— start —

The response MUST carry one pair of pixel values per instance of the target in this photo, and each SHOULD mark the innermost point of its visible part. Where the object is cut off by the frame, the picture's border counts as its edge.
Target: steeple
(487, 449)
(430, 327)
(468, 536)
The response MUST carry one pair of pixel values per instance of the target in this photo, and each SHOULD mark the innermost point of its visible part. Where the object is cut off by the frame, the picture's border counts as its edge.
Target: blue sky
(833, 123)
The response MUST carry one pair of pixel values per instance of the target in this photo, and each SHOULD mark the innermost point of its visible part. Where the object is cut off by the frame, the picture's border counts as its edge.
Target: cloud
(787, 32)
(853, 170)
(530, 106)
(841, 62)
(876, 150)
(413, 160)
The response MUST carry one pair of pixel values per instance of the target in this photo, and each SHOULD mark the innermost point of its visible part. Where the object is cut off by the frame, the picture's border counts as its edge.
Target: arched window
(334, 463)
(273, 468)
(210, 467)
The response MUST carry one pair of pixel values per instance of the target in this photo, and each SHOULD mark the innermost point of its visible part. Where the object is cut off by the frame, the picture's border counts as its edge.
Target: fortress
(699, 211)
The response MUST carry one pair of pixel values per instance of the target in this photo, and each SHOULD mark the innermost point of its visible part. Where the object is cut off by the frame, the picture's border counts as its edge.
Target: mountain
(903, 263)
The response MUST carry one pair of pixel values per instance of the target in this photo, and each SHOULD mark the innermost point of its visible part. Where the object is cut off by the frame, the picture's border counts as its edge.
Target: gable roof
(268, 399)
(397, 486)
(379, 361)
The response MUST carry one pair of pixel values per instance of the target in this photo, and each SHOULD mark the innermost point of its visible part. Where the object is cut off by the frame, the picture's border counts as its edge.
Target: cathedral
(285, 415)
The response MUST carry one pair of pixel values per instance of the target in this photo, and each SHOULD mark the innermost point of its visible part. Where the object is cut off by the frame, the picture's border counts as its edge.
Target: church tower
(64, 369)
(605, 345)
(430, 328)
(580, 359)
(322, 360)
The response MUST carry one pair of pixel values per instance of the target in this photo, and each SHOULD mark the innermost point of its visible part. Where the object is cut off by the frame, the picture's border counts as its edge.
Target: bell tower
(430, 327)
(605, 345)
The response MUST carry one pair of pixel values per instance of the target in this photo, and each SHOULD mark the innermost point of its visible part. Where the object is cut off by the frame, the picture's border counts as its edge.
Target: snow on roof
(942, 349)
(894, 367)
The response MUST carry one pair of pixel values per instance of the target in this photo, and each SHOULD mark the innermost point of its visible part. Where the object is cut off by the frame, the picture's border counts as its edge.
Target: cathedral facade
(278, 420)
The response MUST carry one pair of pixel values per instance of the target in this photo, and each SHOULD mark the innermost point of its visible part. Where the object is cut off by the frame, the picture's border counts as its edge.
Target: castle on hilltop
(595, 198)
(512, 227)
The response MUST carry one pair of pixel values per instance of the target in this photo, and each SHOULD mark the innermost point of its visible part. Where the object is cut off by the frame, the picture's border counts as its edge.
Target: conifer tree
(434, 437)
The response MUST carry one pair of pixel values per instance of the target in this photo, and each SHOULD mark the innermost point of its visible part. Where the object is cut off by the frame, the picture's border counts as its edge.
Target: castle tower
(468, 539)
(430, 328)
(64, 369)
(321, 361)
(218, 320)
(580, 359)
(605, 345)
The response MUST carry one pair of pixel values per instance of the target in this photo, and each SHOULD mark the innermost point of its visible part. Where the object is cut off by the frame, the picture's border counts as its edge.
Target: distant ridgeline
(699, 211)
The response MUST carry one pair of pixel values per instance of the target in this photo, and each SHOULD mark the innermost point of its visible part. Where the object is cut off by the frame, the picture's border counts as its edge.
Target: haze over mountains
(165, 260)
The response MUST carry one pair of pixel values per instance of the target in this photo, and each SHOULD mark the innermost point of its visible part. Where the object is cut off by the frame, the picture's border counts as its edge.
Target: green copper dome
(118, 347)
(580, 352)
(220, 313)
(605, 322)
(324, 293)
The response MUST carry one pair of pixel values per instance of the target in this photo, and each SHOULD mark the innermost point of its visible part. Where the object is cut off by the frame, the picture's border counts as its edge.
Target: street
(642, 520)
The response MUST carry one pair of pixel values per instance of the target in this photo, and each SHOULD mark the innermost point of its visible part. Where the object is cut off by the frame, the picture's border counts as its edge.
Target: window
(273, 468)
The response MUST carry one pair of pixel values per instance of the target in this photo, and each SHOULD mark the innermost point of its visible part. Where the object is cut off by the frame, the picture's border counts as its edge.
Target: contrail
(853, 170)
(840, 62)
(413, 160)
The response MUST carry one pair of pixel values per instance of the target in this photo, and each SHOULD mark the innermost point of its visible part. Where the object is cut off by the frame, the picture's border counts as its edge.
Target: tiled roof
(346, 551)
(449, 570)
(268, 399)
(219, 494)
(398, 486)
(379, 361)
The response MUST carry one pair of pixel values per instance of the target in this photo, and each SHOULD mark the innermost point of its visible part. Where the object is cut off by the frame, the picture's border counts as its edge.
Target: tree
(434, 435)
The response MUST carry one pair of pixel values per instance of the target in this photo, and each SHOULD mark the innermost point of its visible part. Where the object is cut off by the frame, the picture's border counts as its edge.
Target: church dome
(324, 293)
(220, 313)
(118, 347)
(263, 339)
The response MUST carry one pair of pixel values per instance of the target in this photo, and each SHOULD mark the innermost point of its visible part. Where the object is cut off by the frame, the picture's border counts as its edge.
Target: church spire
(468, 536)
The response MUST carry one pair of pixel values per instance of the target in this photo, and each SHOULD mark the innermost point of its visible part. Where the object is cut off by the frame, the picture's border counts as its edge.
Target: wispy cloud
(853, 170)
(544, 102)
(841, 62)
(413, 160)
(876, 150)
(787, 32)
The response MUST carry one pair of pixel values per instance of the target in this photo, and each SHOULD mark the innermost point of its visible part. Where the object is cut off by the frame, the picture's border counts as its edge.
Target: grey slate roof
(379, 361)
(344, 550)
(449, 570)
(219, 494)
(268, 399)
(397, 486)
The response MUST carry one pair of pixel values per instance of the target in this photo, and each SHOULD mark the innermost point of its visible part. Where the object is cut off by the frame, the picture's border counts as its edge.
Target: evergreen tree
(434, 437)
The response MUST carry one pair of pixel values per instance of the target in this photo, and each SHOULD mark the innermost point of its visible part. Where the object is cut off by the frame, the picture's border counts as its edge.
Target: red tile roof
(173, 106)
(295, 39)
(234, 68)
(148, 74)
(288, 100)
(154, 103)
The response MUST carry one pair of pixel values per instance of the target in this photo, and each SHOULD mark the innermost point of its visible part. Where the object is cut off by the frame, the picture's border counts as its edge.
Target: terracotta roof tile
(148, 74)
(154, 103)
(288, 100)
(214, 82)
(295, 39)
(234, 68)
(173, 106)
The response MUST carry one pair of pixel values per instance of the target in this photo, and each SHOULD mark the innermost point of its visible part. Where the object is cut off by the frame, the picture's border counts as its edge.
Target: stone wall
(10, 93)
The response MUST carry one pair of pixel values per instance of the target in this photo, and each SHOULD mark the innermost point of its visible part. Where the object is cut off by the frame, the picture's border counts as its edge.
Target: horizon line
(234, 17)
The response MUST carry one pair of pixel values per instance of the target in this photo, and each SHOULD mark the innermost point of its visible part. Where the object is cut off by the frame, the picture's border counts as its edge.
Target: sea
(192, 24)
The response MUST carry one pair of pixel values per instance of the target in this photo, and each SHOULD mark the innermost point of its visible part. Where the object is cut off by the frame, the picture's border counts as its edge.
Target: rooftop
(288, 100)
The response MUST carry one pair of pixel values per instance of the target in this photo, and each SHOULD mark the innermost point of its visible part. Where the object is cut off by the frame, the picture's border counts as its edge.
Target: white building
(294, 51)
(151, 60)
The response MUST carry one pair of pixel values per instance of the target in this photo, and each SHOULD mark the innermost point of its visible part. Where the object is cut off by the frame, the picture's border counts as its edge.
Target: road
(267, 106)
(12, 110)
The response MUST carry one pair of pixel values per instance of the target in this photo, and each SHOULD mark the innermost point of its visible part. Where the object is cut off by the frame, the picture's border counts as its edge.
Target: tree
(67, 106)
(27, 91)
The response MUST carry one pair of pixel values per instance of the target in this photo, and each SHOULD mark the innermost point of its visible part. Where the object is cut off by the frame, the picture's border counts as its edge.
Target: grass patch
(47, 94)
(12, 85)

— end —

Find every line in the records above that contains the string "tower", and copy each of those lines in full.

Completed exercise ::
Target: church tower
Target: bell tower
Target: castle tower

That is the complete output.